Required task → Update the entries starting at the line that has "Can you find the distant" and going through the end of the entries by changing "instance" to "occurrence" and keeping everything else the same. Give back only those lines.

Pointing dataset excerpts
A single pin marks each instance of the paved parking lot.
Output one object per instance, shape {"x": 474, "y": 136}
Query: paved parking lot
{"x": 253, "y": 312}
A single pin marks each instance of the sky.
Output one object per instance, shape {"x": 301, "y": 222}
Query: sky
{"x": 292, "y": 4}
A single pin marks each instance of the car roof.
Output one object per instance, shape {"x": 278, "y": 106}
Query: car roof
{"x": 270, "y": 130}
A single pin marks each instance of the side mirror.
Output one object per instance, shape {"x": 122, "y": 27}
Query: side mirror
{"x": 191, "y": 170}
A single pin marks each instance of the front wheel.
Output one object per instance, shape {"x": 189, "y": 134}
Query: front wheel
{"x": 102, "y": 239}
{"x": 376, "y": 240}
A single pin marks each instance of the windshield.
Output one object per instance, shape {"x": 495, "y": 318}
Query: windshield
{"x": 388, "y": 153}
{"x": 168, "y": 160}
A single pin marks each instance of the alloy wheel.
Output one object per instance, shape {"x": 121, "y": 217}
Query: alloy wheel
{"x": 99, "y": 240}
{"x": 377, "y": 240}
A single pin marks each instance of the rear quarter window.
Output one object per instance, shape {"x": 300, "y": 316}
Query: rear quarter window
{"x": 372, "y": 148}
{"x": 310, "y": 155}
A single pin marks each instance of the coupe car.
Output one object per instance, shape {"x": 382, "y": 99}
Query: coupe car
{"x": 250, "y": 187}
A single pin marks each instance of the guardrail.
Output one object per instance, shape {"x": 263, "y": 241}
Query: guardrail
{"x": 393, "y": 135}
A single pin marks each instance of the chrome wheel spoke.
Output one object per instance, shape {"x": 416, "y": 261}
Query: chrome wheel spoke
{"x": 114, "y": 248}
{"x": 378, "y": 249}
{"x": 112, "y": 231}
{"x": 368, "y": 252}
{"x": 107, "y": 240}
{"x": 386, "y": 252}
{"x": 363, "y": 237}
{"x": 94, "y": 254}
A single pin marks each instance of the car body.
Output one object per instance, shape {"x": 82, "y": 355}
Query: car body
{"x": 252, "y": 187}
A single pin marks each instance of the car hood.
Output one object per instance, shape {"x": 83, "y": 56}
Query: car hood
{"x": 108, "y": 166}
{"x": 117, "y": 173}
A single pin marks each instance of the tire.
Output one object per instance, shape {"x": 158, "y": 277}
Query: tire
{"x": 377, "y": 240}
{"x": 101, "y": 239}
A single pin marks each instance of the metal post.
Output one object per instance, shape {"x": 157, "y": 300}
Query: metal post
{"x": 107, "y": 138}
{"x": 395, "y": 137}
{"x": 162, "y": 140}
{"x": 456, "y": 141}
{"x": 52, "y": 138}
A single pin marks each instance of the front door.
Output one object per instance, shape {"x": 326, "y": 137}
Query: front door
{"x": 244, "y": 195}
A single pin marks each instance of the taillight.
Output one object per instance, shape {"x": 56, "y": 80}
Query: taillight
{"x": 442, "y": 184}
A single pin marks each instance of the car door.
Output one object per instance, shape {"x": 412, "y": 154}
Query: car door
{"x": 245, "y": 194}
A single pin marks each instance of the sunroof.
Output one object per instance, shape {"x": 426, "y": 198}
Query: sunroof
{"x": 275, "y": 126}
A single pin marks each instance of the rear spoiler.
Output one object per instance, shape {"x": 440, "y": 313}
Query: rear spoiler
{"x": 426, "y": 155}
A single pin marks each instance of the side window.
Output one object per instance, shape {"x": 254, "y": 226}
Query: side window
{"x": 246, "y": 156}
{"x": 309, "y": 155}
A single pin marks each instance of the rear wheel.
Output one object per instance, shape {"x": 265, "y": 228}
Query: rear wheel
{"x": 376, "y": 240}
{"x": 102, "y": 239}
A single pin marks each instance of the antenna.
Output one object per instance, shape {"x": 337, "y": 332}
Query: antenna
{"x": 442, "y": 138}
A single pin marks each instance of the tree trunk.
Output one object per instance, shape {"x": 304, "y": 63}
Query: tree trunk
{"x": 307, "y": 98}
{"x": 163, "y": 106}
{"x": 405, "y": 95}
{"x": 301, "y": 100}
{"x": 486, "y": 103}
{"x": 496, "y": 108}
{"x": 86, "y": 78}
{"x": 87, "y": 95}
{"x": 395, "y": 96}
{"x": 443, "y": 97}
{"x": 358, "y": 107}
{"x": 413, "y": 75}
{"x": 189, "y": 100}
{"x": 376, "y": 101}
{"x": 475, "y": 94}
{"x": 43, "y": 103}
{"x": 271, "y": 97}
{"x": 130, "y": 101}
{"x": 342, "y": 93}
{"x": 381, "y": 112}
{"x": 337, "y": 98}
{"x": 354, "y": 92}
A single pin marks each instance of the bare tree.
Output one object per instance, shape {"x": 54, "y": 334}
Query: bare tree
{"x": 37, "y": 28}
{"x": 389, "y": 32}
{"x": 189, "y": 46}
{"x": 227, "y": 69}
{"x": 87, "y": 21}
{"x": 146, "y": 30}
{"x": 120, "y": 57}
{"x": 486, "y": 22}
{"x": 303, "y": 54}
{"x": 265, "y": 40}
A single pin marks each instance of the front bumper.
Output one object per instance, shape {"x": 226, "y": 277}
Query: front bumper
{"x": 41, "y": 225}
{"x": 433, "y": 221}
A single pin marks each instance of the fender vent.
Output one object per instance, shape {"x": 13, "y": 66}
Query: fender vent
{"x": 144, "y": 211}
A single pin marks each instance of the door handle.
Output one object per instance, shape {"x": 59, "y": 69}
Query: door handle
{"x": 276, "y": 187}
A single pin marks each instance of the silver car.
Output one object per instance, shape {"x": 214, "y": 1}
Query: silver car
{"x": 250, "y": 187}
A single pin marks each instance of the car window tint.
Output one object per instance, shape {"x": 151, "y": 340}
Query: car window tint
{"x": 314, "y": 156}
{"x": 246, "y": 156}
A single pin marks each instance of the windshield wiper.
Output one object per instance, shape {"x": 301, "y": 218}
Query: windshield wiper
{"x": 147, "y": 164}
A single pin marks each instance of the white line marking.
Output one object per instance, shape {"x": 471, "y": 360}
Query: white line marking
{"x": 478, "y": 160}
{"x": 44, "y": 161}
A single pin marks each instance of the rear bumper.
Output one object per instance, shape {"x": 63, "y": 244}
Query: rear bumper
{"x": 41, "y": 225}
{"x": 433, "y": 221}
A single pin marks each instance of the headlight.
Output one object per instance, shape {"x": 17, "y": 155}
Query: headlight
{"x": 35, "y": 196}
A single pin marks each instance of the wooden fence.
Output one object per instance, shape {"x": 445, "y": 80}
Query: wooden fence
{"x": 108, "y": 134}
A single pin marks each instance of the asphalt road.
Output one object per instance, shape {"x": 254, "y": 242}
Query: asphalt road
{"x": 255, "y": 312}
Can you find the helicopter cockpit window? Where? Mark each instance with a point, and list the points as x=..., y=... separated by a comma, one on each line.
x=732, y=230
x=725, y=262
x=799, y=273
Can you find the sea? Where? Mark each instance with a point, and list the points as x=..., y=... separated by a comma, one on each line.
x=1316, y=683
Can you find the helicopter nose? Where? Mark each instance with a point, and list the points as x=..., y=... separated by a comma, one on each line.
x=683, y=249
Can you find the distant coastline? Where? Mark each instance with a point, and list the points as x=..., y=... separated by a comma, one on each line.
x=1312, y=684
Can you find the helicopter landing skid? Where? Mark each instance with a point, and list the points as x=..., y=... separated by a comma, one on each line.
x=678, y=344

Written response →
Can you find the distant coastline? Where? Mark each occurrence with a point, and list the points as x=..., y=... separated by a comma, one on each line.
x=1312, y=684
Can you find the helicopter landing skid? Where? Mark each occurrence with a point, and list the points as x=..., y=... separated by a comma, one on each line.
x=678, y=344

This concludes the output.